*INSTRUCTION*: Rewrite the data from the start through the line that contains "166L225 193L238 220L236", substituting "draft mask" for "rough mask" and keeping everything else unchanged.

[[ RECORDS FOR THIS EXERCISE, beginning ]]

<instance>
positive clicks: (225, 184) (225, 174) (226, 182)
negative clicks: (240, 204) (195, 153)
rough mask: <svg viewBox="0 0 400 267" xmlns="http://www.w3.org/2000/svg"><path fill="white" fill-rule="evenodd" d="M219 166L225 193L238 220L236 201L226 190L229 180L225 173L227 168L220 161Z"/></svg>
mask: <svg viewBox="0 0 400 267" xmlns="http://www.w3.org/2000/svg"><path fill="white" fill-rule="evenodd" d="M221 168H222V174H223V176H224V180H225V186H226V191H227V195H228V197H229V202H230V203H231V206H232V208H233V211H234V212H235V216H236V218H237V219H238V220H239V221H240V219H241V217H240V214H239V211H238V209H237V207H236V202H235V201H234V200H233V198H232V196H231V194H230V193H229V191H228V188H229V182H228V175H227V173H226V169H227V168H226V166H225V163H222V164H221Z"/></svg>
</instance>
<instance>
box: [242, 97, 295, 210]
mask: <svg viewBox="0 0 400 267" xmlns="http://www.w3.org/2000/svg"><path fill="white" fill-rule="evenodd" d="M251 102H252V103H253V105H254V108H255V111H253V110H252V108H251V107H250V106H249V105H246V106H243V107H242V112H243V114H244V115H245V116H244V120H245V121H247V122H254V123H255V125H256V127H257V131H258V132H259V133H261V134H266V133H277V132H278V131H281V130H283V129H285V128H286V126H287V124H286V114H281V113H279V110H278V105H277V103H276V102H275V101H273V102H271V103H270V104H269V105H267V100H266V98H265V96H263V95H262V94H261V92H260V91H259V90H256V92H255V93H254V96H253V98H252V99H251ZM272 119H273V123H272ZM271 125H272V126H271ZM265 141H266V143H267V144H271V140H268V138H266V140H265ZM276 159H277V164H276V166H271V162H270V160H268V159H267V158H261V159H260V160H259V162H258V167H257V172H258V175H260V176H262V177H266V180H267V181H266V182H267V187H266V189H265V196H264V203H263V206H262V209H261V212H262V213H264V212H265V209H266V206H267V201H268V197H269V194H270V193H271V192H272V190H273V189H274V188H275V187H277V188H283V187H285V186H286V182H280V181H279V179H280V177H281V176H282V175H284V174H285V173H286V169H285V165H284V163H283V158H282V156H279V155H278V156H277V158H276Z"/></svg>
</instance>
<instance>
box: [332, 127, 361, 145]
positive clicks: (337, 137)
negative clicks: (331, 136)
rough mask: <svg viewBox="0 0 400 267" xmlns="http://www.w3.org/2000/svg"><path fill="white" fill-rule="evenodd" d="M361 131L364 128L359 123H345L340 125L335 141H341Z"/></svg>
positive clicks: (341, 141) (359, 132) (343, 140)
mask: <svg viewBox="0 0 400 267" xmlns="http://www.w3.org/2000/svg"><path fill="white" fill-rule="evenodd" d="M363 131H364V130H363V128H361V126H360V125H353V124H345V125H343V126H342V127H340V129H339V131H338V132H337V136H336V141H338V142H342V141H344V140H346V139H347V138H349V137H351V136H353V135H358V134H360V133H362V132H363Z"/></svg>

[[ RECORDS FOR THIS EXERCISE, end ]]

*EXPECTED OUTPUT*:
<instance>
positive clicks: (225, 184) (225, 174) (226, 182)
negative clicks: (240, 204) (195, 153)
draft mask: <svg viewBox="0 0 400 267" xmlns="http://www.w3.org/2000/svg"><path fill="white" fill-rule="evenodd" d="M219 166L225 193L238 220L236 201L226 190L229 180L225 173L227 168L220 161Z"/></svg>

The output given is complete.